Your task
Could you write out the lines below word for word, from the one containing "Reviewer note. Check that each instance of the entry" through the one containing "66), (334, 89)]", including both of those lines?

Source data

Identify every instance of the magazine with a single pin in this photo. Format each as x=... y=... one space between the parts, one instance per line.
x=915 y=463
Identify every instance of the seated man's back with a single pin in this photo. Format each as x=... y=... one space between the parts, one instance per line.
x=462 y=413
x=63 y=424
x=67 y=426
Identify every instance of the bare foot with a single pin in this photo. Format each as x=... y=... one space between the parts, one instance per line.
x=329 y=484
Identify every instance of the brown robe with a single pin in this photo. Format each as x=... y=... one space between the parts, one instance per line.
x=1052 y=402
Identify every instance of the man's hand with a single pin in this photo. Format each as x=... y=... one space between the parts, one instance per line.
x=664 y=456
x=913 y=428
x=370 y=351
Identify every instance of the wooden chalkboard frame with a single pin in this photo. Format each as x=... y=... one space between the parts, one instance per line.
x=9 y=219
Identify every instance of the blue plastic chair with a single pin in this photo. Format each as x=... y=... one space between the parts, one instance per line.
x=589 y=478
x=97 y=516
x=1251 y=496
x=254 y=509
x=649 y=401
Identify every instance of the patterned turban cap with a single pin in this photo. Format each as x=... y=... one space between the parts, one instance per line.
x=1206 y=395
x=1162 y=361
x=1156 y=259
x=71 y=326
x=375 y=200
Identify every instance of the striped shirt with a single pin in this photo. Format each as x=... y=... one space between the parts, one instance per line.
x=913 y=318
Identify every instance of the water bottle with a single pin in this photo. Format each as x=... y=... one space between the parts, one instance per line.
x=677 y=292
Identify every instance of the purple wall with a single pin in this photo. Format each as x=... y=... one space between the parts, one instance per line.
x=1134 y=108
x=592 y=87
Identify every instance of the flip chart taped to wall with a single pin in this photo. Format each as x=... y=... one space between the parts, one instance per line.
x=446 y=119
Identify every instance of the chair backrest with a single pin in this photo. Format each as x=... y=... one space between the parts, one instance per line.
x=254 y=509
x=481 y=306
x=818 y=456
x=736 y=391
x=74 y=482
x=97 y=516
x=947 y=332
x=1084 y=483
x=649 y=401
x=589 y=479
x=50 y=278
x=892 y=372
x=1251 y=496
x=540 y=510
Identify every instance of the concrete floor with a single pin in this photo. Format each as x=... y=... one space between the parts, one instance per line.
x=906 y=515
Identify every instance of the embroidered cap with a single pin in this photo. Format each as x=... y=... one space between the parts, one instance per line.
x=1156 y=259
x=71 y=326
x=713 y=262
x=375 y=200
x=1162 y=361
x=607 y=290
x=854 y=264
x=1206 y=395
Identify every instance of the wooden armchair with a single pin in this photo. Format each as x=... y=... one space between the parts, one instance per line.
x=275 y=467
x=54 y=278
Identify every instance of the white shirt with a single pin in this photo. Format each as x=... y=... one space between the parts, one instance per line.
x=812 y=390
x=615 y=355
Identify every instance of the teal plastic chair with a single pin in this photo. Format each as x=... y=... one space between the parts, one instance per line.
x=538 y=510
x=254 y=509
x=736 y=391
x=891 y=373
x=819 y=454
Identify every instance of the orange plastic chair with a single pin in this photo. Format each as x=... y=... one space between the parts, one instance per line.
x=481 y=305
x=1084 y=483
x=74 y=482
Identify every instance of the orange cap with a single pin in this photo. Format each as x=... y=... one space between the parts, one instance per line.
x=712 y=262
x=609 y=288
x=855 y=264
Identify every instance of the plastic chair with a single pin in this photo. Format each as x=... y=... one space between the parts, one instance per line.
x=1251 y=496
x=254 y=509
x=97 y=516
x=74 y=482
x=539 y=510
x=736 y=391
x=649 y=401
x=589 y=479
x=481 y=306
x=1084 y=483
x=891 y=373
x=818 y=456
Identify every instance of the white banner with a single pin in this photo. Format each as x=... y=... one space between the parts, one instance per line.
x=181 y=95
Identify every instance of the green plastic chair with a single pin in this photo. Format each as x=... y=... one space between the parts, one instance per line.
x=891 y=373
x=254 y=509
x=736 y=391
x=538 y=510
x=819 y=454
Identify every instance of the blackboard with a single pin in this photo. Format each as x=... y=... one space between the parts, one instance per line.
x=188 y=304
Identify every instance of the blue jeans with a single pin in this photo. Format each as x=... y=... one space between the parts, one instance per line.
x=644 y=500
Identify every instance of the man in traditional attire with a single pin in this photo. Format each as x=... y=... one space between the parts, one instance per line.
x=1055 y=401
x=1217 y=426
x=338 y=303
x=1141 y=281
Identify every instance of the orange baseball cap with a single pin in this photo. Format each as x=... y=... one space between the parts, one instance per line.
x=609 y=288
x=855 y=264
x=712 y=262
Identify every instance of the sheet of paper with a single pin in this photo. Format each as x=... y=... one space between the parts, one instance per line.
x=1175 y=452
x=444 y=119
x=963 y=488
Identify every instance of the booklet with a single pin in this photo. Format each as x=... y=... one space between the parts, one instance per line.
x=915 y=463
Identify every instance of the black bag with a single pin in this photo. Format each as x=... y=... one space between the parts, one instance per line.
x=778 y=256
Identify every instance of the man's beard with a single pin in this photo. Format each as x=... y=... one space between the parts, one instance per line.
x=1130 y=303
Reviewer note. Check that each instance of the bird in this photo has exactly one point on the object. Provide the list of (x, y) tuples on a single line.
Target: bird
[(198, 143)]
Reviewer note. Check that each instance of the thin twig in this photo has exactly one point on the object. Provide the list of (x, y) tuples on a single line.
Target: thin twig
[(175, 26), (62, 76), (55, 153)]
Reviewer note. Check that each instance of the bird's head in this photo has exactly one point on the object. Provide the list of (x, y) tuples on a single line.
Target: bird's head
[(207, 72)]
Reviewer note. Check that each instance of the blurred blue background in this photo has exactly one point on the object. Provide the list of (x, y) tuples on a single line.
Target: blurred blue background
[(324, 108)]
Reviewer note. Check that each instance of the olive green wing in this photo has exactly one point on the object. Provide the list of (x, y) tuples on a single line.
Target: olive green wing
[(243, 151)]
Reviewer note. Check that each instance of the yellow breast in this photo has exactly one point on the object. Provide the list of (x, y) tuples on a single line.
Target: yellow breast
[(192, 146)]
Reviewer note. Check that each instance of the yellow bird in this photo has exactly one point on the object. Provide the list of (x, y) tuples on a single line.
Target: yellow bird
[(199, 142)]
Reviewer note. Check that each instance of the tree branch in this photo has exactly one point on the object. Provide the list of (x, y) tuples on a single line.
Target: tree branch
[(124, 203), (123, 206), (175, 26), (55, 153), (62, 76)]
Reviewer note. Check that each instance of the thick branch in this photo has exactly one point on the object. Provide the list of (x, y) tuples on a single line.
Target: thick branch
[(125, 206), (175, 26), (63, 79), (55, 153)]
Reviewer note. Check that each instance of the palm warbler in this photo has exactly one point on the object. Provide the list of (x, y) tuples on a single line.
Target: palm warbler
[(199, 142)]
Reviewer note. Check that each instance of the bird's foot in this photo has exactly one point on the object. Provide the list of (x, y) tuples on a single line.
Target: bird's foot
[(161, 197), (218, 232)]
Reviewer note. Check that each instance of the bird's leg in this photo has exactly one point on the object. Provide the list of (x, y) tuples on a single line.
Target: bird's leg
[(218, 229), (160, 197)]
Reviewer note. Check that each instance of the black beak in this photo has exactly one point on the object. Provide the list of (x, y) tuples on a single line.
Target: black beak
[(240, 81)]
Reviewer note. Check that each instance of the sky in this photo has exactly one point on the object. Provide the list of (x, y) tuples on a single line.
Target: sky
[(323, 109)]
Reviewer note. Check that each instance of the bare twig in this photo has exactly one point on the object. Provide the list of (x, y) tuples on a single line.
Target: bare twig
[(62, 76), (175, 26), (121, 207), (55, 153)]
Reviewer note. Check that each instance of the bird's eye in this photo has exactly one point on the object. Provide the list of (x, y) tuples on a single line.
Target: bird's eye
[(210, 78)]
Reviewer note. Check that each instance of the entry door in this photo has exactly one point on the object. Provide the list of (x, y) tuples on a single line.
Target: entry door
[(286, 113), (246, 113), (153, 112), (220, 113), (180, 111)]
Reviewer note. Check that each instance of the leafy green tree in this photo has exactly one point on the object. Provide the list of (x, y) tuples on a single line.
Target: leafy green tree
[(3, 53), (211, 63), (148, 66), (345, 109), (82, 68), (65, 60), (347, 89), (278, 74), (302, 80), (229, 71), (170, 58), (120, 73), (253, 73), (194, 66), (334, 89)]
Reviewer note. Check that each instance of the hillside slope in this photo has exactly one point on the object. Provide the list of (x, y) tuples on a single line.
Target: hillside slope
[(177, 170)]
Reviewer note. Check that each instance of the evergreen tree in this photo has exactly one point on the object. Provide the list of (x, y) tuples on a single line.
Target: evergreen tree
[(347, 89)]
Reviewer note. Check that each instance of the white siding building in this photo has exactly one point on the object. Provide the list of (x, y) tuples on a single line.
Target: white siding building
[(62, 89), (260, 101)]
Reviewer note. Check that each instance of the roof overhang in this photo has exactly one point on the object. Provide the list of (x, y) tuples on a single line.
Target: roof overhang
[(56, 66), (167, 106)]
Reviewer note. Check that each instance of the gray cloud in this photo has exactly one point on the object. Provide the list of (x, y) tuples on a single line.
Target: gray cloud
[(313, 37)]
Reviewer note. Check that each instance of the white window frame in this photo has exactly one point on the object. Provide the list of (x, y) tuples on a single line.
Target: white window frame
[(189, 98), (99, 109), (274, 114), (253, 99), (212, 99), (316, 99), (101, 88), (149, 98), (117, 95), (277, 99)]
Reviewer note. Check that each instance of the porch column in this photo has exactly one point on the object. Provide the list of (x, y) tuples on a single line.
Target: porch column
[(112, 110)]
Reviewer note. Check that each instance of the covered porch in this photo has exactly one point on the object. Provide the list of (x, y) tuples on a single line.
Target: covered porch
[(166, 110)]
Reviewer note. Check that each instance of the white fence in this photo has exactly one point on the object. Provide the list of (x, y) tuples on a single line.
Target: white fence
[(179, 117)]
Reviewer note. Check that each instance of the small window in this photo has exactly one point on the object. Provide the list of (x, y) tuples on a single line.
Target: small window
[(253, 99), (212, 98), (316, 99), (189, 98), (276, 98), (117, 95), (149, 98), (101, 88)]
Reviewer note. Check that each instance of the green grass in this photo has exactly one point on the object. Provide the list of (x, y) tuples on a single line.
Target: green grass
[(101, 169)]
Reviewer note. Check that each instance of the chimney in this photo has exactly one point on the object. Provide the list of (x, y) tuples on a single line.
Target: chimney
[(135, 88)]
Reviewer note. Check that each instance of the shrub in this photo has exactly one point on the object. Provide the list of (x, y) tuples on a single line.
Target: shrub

Response below
Reviewer note. Check that each instance of the entry door in this photo has exactly one point on the object. Provide the list of (x, y) tuples on a single line.
Target: entry door
[(286, 113), (246, 113), (153, 112), (220, 113), (180, 111)]
Reviewer note. Check that each instance of the leafy green tree in this photo has exactly one point on the object. Provide the list of (x, y) tuples on a single line.
Target: leafy green tree
[(3, 53), (211, 63), (148, 66), (345, 109), (82, 68), (65, 60), (347, 89), (278, 74), (302, 80), (229, 71), (170, 58), (120, 73), (253, 73), (194, 66), (334, 89)]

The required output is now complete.